Consigne A: Veuillez recopier le passage de l'extrait du texte qui commence aux mots « La manifestation du » et s'arrête après « nous donne droit. ».
Consigne B: D'après l'extrait du texte, de quoi dépendent à terme la stabilité et la prospérité de Hongkong ?

Extrait du texte:
»»

La manifestation du 1er juillet n’est pas une procession du souvenir. C’est bien sûr une manifestation de protestation. Une protestation pacifique mais une protestation vigoureuse ! Les actes posés par le Comité permanent de l’ANP ne peuvent pas être rattachés au principe “Un pays, deux systèmes” et ignorent le haut degré d’autonomie auquel la Loi fondamentale nous donne droit.

Certaines personnes disent que la réconciliation vaut mieux que la confrontation. Certainement. Mais ceux qui sont à l’origine des dégâts causés sont ceux qui doivent les réparer. Nous avons été trompés. Sommes-nous supposés rester silencieux et mendier pour être compris ? Laissons ceux qui ont commis des fautes faire quelque chose ou bien laissons ceux qui sont placés au-dessus d’eux venir et prononcer un jugement équitable.

Nous croyants avons la particularité de pardonner facilement mais ce qui est en jeu ici, ce ne sont pas nos intérêts privés. Ce qui est en jeu, c’est le développement de la démocratie à Hongkong dont dépend à terme la stabilité et la prospérité de la ville. Ce qui est en jeu également, c’est le fait de savoir si la ville contribuera positivement au développement de tout le pays ou s’inscrira à son passif.

««

Données fournies:
»»

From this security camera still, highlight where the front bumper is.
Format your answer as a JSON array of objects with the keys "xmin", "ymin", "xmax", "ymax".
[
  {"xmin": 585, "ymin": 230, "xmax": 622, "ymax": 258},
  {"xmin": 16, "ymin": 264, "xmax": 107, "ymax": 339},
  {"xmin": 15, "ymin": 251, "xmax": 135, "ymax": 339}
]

««

Réponse A:
La manifestation du 1er juillet n’est pas une procession du souvenir. C’est bien sûr une manifestation de protestation. Une protestation pacifique mais une protestation vigoureuse ! Les actes posés par le Comité permanent de l’ANP ne peuvent pas être rattachés au principe “Un pays, deux systèmes” et ignorent le haut degré d’autonomie auquel la Loi fondamentale nous donne droit.

Réponse B: Du développement de la démocratie à Hongkong.